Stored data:
..............................

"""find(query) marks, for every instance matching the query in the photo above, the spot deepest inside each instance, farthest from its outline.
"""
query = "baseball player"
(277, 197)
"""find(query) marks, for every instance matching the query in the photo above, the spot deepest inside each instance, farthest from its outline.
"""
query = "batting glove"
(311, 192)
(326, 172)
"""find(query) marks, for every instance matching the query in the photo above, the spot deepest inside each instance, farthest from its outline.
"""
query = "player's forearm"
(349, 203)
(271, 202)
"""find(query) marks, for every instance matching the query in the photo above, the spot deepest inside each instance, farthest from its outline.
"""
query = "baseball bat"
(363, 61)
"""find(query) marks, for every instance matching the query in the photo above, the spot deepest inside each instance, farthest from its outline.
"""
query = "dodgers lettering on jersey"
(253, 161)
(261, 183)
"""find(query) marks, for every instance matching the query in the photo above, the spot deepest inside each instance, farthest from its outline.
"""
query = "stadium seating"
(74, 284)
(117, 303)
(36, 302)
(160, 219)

..............................

» WHAT TO PRODUCE
Please reproduce all of the data above in full, with each find request unchanged, but offset every answer coordinate by adding 106 to both numbers in each pair.

» EXERCISE ANSWER
"""find(query) marks, for every instance matching the query in the photo above, the spot deepest inside each instance, farthest from its outline.
"""
query = "baseball player"
(383, 303)
"""find(query) marks, for every instance matching the query in the photo above, the spot deepest inside each instance, farthest from its outline.
"""
query = "batting glove"
(417, 298)
(432, 278)
"""find(query) marks, for every instance matching the query in the photo above, the spot deepest inside each instance, farthest from its outline.
"""
query = "player's forearm"
(455, 309)
(377, 308)
"""find(query) marks, for every instance matching the query in the photo above, the spot deepest inside each instance, farthest from its outline.
"""
query = "baseball bat"
(469, 167)
"""find(query) marks, for every instance matching the query in the photo above, the spot deepest inside each instance, farthest from its outline.
"""
query = "dodgers lettering on jersey"
(359, 267)
(367, 289)
"""find(query) marks, for every instance matching the query in the photo above, the spot deepest inside each instance, farthest from its outline.
"""
query = "stadium seating"
(180, 390)
(223, 409)
(142, 408)
(266, 325)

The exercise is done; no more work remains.